:: AIM OF THE EXERCISE ::
Every line of the listing must be reproduced as it stands. Leave the images behind.
======
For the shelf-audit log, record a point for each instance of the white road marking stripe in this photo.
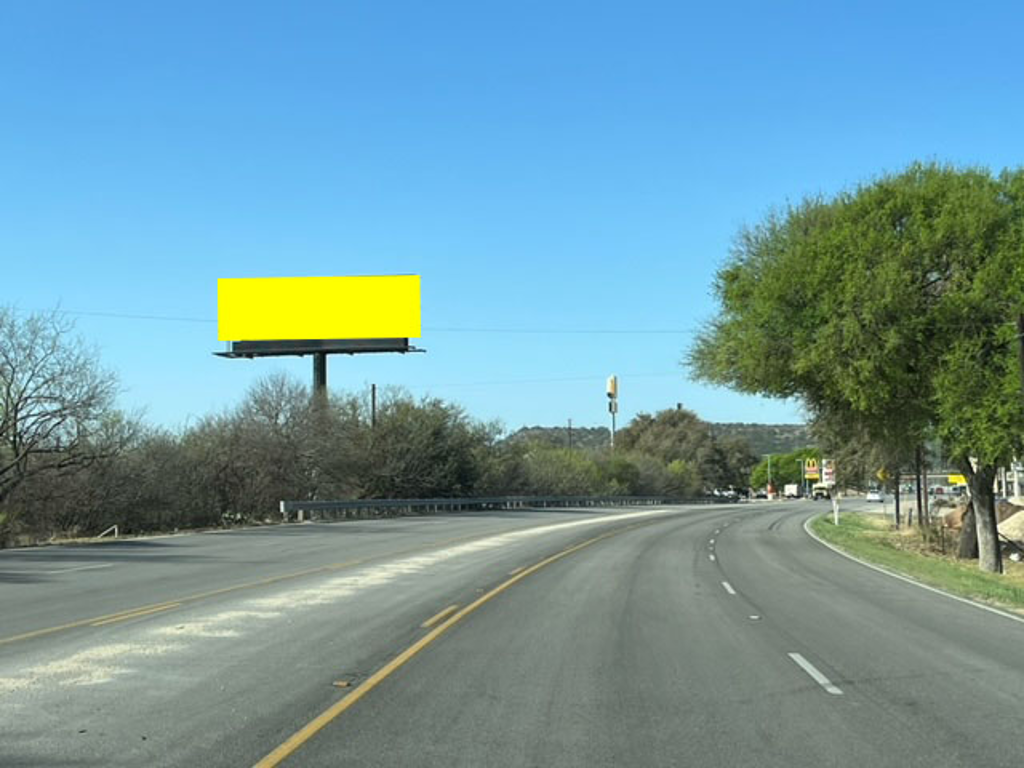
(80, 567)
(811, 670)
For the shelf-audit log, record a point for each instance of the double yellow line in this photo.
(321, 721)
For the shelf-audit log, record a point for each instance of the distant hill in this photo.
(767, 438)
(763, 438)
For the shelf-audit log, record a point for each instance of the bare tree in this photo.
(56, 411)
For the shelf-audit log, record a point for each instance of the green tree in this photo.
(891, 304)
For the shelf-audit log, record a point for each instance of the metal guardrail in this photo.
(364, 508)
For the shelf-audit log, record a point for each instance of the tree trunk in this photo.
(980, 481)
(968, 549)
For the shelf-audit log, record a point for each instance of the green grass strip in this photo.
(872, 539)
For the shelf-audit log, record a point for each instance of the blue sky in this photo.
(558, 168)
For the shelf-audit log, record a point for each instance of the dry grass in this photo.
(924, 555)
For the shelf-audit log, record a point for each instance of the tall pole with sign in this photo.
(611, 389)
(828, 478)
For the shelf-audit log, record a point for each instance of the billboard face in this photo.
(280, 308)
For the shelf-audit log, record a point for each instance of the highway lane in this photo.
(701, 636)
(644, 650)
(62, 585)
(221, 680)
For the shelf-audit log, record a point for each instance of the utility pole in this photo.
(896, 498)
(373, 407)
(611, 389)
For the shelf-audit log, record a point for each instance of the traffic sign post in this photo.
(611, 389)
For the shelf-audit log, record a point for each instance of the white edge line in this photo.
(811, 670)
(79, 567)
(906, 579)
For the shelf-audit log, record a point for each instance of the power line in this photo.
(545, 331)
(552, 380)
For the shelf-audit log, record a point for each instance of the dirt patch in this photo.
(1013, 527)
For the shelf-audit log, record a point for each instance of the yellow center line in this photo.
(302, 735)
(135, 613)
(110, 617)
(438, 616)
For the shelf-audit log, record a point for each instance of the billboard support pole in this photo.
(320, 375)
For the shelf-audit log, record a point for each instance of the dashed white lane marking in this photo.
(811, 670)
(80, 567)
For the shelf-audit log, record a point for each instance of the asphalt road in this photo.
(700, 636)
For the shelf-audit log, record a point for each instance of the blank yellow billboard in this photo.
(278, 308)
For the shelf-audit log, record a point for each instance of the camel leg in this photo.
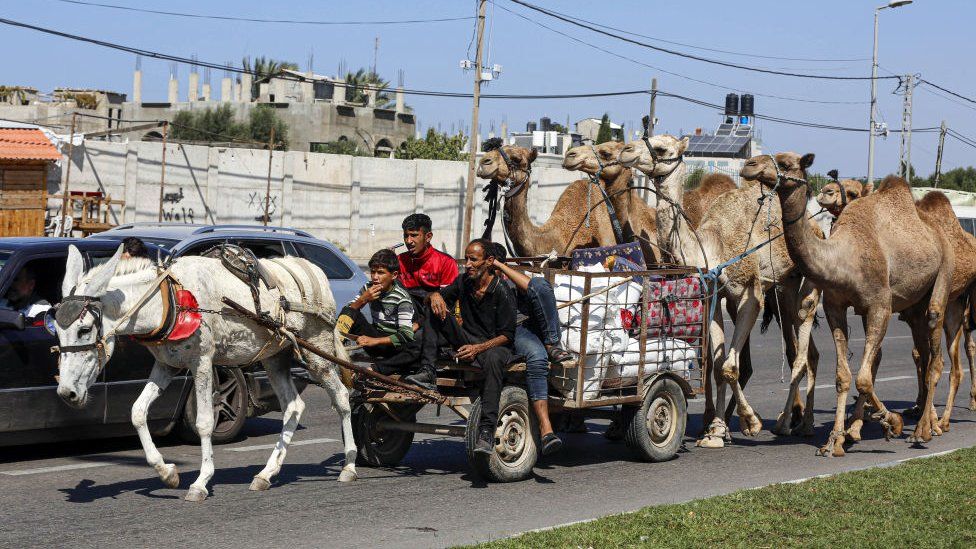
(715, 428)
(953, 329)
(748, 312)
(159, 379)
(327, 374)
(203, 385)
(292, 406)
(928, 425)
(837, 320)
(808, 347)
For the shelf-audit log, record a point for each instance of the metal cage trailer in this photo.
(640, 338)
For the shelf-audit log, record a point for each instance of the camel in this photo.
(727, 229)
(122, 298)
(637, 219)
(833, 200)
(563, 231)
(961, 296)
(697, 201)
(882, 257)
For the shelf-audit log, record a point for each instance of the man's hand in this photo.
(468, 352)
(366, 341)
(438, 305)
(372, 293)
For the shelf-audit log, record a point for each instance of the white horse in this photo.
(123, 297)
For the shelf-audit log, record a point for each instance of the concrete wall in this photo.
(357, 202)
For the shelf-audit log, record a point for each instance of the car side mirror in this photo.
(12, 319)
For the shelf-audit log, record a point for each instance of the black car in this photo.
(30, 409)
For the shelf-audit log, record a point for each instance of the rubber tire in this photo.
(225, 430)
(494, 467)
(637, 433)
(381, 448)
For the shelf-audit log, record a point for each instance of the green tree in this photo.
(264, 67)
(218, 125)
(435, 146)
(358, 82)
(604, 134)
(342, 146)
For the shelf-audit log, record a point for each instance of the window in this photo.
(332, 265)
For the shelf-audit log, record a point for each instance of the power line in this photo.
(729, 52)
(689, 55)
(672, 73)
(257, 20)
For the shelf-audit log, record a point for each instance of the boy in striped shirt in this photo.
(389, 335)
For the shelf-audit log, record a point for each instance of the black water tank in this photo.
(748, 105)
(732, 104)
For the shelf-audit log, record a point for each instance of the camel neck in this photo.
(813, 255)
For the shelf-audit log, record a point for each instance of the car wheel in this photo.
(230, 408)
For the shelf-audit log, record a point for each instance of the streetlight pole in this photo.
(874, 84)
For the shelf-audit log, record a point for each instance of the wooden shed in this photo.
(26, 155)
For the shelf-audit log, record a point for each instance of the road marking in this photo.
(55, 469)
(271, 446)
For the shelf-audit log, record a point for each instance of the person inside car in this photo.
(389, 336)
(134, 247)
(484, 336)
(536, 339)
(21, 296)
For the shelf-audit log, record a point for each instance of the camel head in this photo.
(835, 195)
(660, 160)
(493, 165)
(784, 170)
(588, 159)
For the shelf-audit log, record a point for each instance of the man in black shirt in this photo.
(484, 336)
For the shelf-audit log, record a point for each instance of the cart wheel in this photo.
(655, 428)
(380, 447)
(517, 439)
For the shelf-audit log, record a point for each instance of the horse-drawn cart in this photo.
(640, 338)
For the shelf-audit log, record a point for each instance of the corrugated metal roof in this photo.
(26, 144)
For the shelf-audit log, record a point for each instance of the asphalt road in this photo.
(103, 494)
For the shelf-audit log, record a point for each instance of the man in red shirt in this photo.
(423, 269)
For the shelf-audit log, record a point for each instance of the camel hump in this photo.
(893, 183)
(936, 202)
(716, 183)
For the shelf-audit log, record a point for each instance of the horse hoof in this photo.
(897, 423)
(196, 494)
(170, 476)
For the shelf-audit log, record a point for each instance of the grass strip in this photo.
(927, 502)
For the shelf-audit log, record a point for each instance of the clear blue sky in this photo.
======
:: EXERCISE SOLUTION ::
For the shelf-audit log, record a point for each instance of the white road marking stripe in this photo.
(80, 567)
(811, 670)
For the shelf-audit log, record a point for each instance of the double yellow line in this photo.
(321, 721)
For the shelf-audit log, record a point for each instance of the distant hill in this photo.
(767, 438)
(763, 438)
For the shelf-audit log, record a point for each instance of the bare tree in this photo.
(56, 411)
For the shelf-audit log, record a point for each instance of the green tree in this photo.
(891, 304)
For the shelf-audit log, record a point for each instance of the metal guardrail in this photo.
(364, 508)
For the shelf-audit log, record a point for each instance of the tree trunk in this photo.
(980, 481)
(968, 549)
For the shelf-audit log, record a point for each instance of the green grass strip in this photo.
(872, 539)
For the shelf-audit log, record a point for each instance of the blue sky in this photo.
(558, 168)
For the shelf-audit log, record a point for each instance of the dry grass in this photo.
(924, 555)
For the shelf-audit log, record a point for each instance of the tall pole with sign in this photo.
(611, 389)
(828, 478)
For the shelf-audit log, record a point for each instance of the billboard face in this photo.
(280, 308)
For the shelf-audit log, record a point for each instance of the highway lane in this photo.
(701, 636)
(644, 650)
(62, 585)
(221, 680)
For the shelf-audit log, record a point for each instance of the utility pole in this photo.
(896, 498)
(373, 407)
(611, 389)
For the shelf-audit log, record a point for each instance of the traffic sign post in this photo.
(611, 389)
For the shelf-audit log, record a point for each instance of the white edge line in this photo.
(811, 670)
(79, 567)
(906, 579)
For the shelf-audit log, record a point for each instance of the power line in this photo.
(545, 331)
(552, 380)
For the shelf-audit log, record a point for each instance of the dirt patch in this photo.
(1013, 527)
For the shelf-audit log, record a point for each instance of the yellow center line in this photo.
(302, 735)
(135, 613)
(110, 617)
(438, 616)
For the shelf-audit log, record a point for each instance of the billboard support pole in this photo.
(320, 375)
For the shelf-audit log, record a point for each instance of the dashed white lane marking in this photo.
(811, 670)
(80, 567)
For the shelf-audit log, record a point for each instance of the asphalt road in this photo.
(700, 636)
For the shelf-audit log, record a point for each instance of the blank yellow billboard in this photo.
(278, 308)
For the shelf-audit log, record a point for each instance of the camel leg in this photo.
(715, 428)
(953, 329)
(748, 312)
(159, 379)
(327, 374)
(203, 385)
(292, 406)
(928, 425)
(837, 320)
(808, 347)
For the shelf-audit log, record a point for each instance of the metal cage trailer in this photo.
(640, 338)
For the shelf-audit log, record a point for each instance of the camel in this photo.
(727, 229)
(122, 298)
(637, 219)
(833, 200)
(563, 231)
(961, 296)
(697, 201)
(882, 257)
For the shelf-audit log, record a point for each instance of the man's hand in this photo.
(468, 352)
(366, 341)
(438, 305)
(372, 293)
For the shelf-audit log, record a point for each instance of the white horse in this photo.
(123, 297)
For the shelf-audit log, record a point for each instance of the concrete wall in this photo.
(357, 202)
For the shelf-audit log, record a point for each instance of the car side mirror in this photo.
(12, 319)
For the shelf-audit log, record a point for each instance of the black car in this photo.
(30, 409)
For the shelf-audit log, record a point for each instance of the rubber tire in this photo.
(225, 430)
(494, 467)
(637, 433)
(381, 448)
For the shelf-audit log, record a point for each instance of the green tree in this photo.
(264, 67)
(218, 125)
(435, 146)
(358, 82)
(604, 134)
(342, 146)
For the shelf-audit log, record a point for each instance of the window in this photo.
(332, 265)
For the shelf-audit log, record a point for each instance of the power line in this photo.
(729, 52)
(689, 55)
(672, 73)
(257, 20)
For the shelf-audit log, record a point for each instance of the boy in striped shirt in this photo.
(389, 335)
For the shelf-audit log, record a point for each instance of the black water tank in this photo.
(748, 105)
(732, 104)
For the shelf-audit log, record a point for each instance of the camel neck in this photo.
(813, 255)
For the shelf-audit log, record a point for each instance of the car wheel in this photo.
(230, 408)
For the shelf-audit log, record a point for each instance of the streetlight pole in this photo.
(874, 84)
For the shelf-audit log, record a point for each instance of the wooden shed in this photo.
(26, 155)
For the shelf-audit log, record a point for each instance of the road marking in this photo.
(55, 469)
(271, 446)
For the shelf-audit log, record a point for each instance of the person inside car in this photo.
(389, 336)
(134, 247)
(484, 336)
(536, 339)
(21, 296)
For the shelf-audit log, record a point for each instance of the camel head in this photo.
(835, 195)
(660, 160)
(493, 165)
(784, 170)
(588, 159)
For the shelf-audit log, record a point for each instance of the man in black shirt in this photo.
(484, 336)
For the shelf-audit log, record a point for each instance of the cart wheel in this photo.
(655, 428)
(380, 447)
(517, 439)
For the shelf-audit log, record a point for each instance of the horse-drawn cart in this photo.
(640, 338)
For the shelf-audit log, record a point for each instance of the corrugated metal roof in this photo.
(26, 144)
For the shelf-audit log, record a point for each instance of the asphalt road in this photo.
(103, 494)
For the shelf-audit log, record a point for each instance of the man in red shirt in this photo.
(423, 269)
For the shelf-audit log, record a point for each instance of the camel hump in this photo.
(893, 183)
(936, 202)
(716, 183)
For the shelf-audit log, record a point for each instance of the horse hoof in this photo.
(897, 423)
(196, 494)
(170, 476)
For the shelf-audit log, record a point for each instance of the grass strip in this photo.
(927, 502)
For the shelf-audit log, record a point for each instance of the clear blue sky in this photo.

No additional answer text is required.